>> Start THE DATA

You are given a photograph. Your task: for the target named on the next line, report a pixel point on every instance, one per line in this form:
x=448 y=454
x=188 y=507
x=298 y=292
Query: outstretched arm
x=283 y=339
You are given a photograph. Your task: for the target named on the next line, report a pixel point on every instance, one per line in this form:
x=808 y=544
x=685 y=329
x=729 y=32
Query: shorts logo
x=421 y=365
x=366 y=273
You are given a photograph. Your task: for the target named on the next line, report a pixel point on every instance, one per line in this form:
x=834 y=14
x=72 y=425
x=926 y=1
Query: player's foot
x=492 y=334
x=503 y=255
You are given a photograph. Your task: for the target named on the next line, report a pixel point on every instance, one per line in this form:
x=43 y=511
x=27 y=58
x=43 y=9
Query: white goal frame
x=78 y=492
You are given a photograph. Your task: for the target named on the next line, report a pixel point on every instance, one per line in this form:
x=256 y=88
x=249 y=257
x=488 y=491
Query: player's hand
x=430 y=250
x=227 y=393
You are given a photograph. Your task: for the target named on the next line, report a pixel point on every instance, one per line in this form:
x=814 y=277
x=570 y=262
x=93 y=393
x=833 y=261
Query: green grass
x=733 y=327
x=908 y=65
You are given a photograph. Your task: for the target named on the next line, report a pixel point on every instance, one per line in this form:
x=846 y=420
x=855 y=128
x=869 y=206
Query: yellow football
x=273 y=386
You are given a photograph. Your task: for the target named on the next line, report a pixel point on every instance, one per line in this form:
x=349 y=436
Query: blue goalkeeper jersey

>> End THE DATA
>> Start THE DATA

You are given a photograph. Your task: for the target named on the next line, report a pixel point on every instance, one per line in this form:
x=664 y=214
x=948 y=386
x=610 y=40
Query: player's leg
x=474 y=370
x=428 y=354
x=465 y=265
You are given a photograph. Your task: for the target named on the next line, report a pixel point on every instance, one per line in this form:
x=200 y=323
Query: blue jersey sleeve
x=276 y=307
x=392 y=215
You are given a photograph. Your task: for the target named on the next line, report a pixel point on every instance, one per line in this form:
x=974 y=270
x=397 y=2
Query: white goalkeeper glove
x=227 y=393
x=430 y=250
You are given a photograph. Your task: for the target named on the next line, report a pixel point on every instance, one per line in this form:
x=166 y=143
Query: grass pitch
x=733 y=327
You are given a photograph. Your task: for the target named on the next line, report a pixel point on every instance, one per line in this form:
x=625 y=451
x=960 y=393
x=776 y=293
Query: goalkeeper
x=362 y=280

>> End THE DATA
>> Start THE DATA

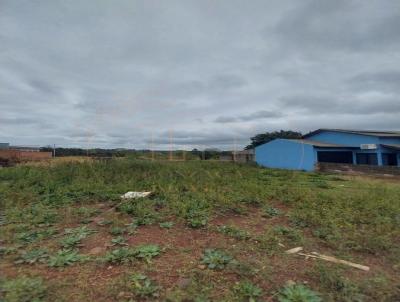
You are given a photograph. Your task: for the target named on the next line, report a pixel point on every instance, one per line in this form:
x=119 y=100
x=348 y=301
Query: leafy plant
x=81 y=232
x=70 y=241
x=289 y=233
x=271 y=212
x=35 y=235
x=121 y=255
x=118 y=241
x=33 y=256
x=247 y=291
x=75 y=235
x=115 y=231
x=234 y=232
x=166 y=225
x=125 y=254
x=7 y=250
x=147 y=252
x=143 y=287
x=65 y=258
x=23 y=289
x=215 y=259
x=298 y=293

>> End THE DATA

* [CHALLENGE]: Count how many lines in the rows above contain the word "jersey". Reply with the number alone.

* [THE SOLUTION]: 2